**Exercises**
• a. Pick out each line of the entries that contains the word "knife". Matching is case-sensitive.
• b. Write the next part of the article on the minimum sum of absolute differences, picking up after its last sentence.

**Extract provided**
========================================================================

Minimum Sum Of Absolute Difference Of Given Array In C Program

Calculating the minimum sum of absolute differences in an array is a fundamental problem in optimization and data analysis.

It involves finding a target value such that the total absolute deviation of all array elements from this target is minimized. In this article, you will learn how to efficiently determine this minimum sum by leveraging a key mathematical property.

Problem Statement

Given an array of integers, arr, the objective is to find an integer X such that the sum sum(|arr[i] - X|) for all i in the array is as small as possible. This problem frequently arises in scenarios where you need to identify a "central" value that minimizes total error or cost, often robust to outliers. For example, in facility location problems, X could represent the optimal placement of a new facility to minimize the total travel distance for customers.

========================================================================

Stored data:
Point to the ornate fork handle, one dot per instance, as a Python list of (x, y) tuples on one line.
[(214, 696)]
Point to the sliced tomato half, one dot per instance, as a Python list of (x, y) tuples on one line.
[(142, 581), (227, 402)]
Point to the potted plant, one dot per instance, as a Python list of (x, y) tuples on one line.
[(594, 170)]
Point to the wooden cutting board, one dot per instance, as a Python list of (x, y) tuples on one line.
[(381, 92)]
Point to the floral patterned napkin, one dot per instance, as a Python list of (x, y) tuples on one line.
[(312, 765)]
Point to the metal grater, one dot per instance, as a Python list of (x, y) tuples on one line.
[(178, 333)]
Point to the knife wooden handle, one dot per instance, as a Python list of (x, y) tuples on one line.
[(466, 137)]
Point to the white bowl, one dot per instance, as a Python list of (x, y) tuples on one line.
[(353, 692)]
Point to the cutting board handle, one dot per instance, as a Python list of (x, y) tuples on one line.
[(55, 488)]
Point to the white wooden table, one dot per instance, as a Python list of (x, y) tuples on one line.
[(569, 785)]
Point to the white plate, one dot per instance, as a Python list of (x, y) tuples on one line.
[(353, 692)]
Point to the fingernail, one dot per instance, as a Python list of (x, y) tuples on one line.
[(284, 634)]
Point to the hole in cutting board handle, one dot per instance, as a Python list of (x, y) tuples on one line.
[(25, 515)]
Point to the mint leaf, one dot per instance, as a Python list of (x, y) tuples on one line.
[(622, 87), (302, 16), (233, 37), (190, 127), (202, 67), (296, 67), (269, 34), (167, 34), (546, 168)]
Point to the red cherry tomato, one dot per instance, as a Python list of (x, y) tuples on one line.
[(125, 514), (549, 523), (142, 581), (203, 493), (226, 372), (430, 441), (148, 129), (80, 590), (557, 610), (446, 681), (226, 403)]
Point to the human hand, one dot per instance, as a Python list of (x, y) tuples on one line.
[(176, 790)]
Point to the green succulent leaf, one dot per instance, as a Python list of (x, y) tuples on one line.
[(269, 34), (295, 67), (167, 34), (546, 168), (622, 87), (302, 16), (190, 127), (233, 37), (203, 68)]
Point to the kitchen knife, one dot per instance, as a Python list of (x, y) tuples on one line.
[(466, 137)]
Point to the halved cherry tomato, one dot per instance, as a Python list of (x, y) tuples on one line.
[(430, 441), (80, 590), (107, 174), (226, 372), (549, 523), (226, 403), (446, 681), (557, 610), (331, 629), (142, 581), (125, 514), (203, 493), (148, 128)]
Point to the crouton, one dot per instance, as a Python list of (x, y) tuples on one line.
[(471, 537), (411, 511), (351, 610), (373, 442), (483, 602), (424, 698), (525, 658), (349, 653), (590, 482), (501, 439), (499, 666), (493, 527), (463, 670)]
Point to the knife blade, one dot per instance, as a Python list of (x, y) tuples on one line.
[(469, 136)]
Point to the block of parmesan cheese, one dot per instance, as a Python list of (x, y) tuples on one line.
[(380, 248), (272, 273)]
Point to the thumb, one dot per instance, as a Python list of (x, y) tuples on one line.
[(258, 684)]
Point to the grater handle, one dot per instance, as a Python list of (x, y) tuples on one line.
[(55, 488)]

========================================================================

**Solved tasks**
• a.
Point to the knife wooden handle, one dot per instance, as a Python list of (x, y) tuples on one line.
Point to the kitchen knife, one dot per instance, as a Python list of (x, y) tuples on one line.
Point to the knife blade, one dot per instance, as a Python list of (x, y) tuples on one line.

• b.
Example

Consider the array {1, 2, 9, 2, 7}. If we sort this array, we get {1, 2, 2, 7, 9}. The median of this sorted array is 2 (the element at the middle index (5-1)/2 = 2). Let's calculate the sum of absolute differences using X = 2: |1-2| + |2-2| + |2-2| + |7-2| + |9-2| = 1 + 0 + 0 + 5 + 7 = 13. This value of 13 is the minimum possible sum for this array.

Background & Knowledge Prerequisites

To understand and implement the solutions, familiarity with the following concepts is helpful:

• Basic C Programming: Understanding arrays, loops, and functions.
• Sorting Algorithms: Knowledge of how to sort an array (e.g., using qsort from stdlib.h or implementing a simple sort).
• Absolute Value: The concept of |a - b| representing the non-negative difference between a and b.
• Median: The middle value in a sorted list of numbers. If the list has an odd number of elements, the median is the single middle element. If it has an even number, the median is typically the average of the two middle elements, but for this specific problem, any value between (and including) the two middle elements will yield the minimum sum.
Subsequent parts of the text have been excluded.